__EXERCISE__. Output all of the records exactly as written.

__DATA SHOWN__.
• • •
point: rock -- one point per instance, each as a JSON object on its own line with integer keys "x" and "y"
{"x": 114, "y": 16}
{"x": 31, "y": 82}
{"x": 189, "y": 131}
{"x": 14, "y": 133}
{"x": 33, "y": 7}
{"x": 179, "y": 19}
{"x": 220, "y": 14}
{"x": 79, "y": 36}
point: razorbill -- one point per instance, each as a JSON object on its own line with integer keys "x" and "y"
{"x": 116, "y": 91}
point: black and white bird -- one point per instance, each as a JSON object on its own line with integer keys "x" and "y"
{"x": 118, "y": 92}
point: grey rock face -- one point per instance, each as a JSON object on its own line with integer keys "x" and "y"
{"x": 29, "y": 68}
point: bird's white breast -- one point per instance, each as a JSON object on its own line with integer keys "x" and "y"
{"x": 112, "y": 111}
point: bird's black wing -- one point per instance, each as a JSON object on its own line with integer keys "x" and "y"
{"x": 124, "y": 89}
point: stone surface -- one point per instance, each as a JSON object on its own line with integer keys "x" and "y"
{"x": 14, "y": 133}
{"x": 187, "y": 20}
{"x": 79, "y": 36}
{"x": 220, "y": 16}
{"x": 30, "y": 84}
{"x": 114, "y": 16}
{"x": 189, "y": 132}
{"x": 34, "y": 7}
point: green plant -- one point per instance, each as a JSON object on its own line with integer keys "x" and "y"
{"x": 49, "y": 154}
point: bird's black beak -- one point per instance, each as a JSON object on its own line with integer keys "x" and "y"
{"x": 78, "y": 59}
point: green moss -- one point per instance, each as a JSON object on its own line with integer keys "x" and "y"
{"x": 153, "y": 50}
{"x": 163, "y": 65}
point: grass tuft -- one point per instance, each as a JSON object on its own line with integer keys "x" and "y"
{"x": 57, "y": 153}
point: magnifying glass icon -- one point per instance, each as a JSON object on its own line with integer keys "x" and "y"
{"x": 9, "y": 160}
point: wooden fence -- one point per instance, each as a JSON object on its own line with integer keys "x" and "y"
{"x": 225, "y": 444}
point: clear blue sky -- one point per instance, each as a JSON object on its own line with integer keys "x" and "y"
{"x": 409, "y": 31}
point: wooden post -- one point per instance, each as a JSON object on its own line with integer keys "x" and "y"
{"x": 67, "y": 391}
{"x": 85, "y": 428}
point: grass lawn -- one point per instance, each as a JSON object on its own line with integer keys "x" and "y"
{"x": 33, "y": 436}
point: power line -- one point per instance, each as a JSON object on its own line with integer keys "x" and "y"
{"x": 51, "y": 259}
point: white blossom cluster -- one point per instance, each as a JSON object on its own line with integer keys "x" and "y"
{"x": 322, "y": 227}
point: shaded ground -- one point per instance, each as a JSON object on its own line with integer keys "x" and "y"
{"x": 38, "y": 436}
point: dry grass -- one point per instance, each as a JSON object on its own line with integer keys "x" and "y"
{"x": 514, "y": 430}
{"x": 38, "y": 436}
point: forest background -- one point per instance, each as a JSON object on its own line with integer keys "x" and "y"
• • •
__ANSWER BELOW__.
point: rock -- one point per instance, each as a JSON object on its own line with integer keys "x" and "y"
{"x": 114, "y": 16}
{"x": 31, "y": 82}
{"x": 189, "y": 131}
{"x": 14, "y": 133}
{"x": 33, "y": 7}
{"x": 179, "y": 19}
{"x": 220, "y": 14}
{"x": 79, "y": 36}
point: razorbill -- one point per instance, each as a JSON object on its own line with integer keys "x" and "y"
{"x": 116, "y": 91}
point: black and white bird -- one point per instance, each as a JSON object on its own line with integer keys "x" and "y"
{"x": 118, "y": 92}
point: grey rock face -- one point per instance, each as a JSON object on its own line with integer keys "x" and "y"
{"x": 29, "y": 68}
point: bird's white breast -- one point per instance, each as a JSON object on its own line with integer keys "x" and "y"
{"x": 112, "y": 111}
point: bird's black wing -- one point per instance, each as a JSON object on its own line with integer keys "x" and "y"
{"x": 124, "y": 89}
point: stone surface -- one point per instance, each as a JSON object on its own line with integer keys "x" and "y"
{"x": 14, "y": 133}
{"x": 187, "y": 20}
{"x": 79, "y": 36}
{"x": 220, "y": 16}
{"x": 30, "y": 84}
{"x": 114, "y": 16}
{"x": 189, "y": 132}
{"x": 34, "y": 7}
point: green plant -- one point per instance, each as a JSON object on its own line with integer keys "x" and "y"
{"x": 49, "y": 154}
point: bird's black beak -- one point per instance, each as a JSON object on its own line with integer keys "x" and "y"
{"x": 78, "y": 59}
point: green moss -- one point per instance, each as a JSON object on its own line with integer keys "x" and "y"
{"x": 153, "y": 50}
{"x": 163, "y": 65}
point: grass tuft -- one point per instance, each as a JSON object on its own line with integer keys "x" and "y"
{"x": 57, "y": 153}
point: magnifying glass icon -- one point per instance, each as a JSON object on its own line with integer keys "x" and "y"
{"x": 9, "y": 160}
point: wooden fence -- one point per instance, each as a JSON object on its own line with integer keys "x" and "y"
{"x": 225, "y": 444}
point: clear blue sky -- one point per instance, each as a JSON object on its own line with integer keys "x" and "y"
{"x": 409, "y": 31}
point: wooden post -- one point per instance, each as a JSON object on its own line with integer keys "x" and "y"
{"x": 67, "y": 391}
{"x": 85, "y": 428}
point: grass lawn -- one point per instance, each as a JSON object on its own line with integer keys "x" and "y"
{"x": 33, "y": 436}
point: power line -- one point per instance, each as a JSON object on its own line with integer keys "x" and "y"
{"x": 51, "y": 259}
point: white blossom cluster -- one point per instance, each as a JSON object on its own line with integer keys "x" and "y"
{"x": 322, "y": 227}
point: shaded ground -- one point per instance, each as a JSON object on its own line with integer keys "x" and "y"
{"x": 38, "y": 436}
point: dry grass -- one point per instance, each as a JSON object on its own line with integer keys "x" and "y"
{"x": 514, "y": 430}
{"x": 38, "y": 436}
point: forest background -- one point per instance, each as a JSON object on its own line with integer keys "x" and "y"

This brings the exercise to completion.